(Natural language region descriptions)
-*-*-

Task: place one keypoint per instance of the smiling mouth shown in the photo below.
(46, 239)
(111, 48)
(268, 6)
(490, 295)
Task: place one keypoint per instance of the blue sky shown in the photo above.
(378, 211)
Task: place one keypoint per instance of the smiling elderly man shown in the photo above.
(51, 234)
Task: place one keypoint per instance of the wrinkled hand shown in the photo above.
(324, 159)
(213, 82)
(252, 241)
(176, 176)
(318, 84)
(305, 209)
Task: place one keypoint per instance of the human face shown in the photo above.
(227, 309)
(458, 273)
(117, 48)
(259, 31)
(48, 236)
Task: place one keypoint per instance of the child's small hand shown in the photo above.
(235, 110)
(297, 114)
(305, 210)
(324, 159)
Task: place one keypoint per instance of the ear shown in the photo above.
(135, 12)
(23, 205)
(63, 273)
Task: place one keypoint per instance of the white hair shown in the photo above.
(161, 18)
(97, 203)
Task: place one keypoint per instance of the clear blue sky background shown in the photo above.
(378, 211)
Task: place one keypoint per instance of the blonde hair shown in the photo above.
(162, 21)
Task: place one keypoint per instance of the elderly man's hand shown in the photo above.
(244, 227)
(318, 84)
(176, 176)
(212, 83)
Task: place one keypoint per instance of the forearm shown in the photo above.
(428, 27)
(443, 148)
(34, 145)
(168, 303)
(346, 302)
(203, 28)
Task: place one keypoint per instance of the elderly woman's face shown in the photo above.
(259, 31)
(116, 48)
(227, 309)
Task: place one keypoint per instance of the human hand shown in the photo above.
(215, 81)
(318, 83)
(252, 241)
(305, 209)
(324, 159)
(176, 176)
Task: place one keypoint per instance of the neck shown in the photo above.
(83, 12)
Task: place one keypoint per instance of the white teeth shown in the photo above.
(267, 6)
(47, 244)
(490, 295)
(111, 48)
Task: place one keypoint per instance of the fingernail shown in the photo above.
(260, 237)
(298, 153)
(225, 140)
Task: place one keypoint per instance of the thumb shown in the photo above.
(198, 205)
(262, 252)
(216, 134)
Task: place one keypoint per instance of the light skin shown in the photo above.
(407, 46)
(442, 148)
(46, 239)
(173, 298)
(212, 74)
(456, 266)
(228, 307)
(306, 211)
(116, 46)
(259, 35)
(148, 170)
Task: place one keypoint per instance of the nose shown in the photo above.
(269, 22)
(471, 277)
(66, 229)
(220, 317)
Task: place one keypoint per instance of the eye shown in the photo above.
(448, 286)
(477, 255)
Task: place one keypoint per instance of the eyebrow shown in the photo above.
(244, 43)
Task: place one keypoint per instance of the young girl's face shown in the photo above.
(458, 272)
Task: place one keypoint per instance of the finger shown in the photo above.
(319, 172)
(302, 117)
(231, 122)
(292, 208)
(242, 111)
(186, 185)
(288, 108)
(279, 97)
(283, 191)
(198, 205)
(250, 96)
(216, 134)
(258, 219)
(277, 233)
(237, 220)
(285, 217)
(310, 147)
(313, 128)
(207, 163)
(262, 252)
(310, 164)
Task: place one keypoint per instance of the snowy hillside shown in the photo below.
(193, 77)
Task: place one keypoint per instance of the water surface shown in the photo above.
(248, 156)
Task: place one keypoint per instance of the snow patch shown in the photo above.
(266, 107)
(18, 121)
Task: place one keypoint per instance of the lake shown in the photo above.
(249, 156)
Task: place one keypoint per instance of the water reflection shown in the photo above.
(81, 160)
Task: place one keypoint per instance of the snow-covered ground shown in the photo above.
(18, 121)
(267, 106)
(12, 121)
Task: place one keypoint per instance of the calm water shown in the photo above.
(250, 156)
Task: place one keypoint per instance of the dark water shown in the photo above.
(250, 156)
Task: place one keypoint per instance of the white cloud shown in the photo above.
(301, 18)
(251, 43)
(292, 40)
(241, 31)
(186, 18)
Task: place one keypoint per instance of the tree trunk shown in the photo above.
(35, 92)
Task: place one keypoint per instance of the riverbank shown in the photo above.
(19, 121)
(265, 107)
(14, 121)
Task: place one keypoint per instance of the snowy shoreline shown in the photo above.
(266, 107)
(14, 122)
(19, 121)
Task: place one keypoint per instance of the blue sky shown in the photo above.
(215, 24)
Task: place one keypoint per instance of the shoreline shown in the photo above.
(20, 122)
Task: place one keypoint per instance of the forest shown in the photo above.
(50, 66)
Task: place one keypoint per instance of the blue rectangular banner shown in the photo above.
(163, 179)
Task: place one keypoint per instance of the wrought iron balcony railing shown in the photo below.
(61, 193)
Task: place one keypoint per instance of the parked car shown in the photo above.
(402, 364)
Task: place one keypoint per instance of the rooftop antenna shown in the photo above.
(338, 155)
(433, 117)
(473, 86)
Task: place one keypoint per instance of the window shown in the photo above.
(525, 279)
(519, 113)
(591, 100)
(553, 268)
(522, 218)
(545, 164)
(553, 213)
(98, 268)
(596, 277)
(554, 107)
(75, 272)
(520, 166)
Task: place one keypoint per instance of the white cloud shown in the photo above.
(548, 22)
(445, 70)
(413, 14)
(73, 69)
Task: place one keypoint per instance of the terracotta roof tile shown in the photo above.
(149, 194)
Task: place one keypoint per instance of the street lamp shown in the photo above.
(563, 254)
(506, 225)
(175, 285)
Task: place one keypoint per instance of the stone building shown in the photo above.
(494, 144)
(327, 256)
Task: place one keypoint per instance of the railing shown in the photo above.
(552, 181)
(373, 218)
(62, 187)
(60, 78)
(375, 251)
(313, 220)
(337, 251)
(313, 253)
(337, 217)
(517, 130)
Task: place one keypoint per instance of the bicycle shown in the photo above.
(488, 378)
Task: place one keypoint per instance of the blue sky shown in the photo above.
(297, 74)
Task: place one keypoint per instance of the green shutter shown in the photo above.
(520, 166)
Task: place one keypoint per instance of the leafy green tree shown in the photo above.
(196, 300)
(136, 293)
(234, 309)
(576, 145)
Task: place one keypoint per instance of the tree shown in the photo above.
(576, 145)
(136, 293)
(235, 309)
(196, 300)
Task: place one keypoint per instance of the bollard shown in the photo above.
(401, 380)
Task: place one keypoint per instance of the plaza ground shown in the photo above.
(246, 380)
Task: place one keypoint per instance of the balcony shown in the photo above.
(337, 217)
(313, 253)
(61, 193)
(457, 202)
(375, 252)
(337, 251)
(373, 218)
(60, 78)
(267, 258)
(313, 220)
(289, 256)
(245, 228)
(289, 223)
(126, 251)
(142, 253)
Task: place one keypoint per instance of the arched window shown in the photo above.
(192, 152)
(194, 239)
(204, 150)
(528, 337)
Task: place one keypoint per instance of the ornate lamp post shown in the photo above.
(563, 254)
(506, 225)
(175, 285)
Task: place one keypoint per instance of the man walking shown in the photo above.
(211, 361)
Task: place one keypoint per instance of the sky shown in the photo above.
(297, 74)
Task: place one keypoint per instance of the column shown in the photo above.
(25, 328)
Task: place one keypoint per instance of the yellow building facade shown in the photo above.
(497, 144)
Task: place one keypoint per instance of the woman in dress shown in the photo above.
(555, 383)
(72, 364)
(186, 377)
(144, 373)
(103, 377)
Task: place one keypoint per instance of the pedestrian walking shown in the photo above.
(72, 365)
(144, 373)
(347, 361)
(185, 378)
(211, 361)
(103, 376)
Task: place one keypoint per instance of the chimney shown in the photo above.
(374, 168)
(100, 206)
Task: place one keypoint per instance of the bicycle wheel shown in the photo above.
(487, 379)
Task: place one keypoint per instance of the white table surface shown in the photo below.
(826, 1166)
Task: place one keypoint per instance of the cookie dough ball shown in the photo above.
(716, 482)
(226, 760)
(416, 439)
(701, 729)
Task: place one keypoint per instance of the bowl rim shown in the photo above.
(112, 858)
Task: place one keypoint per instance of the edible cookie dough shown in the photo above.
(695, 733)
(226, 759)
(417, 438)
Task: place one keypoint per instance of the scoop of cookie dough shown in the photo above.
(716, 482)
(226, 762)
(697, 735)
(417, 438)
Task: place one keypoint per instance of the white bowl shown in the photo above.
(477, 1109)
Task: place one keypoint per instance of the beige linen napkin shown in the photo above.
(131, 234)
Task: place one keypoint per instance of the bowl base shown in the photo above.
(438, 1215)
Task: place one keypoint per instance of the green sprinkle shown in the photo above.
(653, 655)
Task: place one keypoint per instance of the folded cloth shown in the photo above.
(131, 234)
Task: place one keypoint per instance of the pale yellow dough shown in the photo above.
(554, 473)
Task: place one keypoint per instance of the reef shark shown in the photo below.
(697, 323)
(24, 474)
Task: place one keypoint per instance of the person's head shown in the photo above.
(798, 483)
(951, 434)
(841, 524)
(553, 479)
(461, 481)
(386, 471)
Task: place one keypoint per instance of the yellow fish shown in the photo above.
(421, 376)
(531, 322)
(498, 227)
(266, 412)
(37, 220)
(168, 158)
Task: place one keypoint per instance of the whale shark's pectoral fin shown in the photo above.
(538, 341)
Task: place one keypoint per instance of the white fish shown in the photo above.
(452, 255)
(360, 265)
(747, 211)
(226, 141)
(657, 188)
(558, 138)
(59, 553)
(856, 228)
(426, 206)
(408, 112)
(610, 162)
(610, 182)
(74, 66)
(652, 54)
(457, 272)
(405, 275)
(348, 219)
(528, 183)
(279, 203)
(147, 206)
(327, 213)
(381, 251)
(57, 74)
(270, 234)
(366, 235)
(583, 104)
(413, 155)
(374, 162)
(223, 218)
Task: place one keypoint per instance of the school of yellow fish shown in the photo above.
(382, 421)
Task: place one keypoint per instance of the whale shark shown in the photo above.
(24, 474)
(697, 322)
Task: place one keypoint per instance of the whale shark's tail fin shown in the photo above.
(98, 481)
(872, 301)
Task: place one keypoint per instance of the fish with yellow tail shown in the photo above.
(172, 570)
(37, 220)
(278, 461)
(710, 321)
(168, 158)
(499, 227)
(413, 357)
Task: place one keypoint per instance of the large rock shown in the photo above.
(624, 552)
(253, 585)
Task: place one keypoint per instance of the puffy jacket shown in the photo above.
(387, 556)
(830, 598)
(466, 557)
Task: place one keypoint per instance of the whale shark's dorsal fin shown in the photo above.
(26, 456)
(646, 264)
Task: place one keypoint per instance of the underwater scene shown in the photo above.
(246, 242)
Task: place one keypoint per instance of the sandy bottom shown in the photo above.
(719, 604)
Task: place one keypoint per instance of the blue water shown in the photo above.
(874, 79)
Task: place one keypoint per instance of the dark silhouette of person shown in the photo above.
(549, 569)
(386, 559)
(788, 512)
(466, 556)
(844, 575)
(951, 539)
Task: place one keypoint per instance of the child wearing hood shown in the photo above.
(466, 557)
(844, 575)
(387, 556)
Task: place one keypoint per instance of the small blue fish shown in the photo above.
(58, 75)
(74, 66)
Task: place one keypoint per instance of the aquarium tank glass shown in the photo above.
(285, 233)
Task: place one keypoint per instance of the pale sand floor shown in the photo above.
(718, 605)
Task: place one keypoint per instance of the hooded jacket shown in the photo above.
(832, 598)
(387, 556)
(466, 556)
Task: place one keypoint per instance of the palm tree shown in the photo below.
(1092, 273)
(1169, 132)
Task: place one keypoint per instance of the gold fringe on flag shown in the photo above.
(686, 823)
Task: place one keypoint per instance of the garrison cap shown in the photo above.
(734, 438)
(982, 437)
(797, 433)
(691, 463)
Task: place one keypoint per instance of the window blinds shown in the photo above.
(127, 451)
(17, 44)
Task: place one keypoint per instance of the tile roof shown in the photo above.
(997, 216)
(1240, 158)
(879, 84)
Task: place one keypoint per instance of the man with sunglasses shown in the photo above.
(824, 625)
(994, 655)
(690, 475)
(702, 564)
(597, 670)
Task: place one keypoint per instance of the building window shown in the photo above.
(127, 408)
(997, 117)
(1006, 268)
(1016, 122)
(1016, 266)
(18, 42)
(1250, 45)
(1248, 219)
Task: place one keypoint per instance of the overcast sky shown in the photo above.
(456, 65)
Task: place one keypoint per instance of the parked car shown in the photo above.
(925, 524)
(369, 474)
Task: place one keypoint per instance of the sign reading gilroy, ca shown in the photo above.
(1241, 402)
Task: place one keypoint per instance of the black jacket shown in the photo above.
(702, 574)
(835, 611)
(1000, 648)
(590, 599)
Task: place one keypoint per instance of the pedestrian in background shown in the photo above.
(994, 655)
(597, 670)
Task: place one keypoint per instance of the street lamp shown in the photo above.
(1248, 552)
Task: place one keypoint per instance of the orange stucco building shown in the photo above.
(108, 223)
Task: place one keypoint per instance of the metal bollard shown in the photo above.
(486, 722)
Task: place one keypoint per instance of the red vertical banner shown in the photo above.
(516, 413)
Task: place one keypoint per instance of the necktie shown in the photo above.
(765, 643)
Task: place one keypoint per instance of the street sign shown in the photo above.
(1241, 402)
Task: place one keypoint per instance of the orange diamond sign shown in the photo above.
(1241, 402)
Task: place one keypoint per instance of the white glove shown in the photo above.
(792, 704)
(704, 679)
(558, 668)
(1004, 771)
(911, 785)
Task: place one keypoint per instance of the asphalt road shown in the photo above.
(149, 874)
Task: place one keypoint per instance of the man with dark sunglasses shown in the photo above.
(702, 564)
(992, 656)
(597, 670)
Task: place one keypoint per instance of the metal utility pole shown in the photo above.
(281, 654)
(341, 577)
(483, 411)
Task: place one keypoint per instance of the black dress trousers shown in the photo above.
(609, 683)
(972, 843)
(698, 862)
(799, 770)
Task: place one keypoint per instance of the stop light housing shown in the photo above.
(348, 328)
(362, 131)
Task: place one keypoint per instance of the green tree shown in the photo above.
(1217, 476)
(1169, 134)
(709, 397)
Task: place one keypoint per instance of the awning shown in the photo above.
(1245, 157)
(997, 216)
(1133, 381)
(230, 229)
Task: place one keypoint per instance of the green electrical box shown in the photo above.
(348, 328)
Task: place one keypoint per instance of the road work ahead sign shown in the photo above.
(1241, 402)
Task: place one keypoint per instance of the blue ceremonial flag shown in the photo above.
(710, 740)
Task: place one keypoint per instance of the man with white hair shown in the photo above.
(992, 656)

-*-*-

## [The task]
Lines from the one containing "Task: place one keypoint per instance of the blue ceremonial" through the last line of the records, both included, are the only ones to print, each exactly as it is.

## [Exercise output]
Task: place one keypoint per instance of the blue ceremonial flag shown in the photo above.
(710, 740)
Task: place one keypoint per instance of the man with white hair shown in the photo above.
(992, 656)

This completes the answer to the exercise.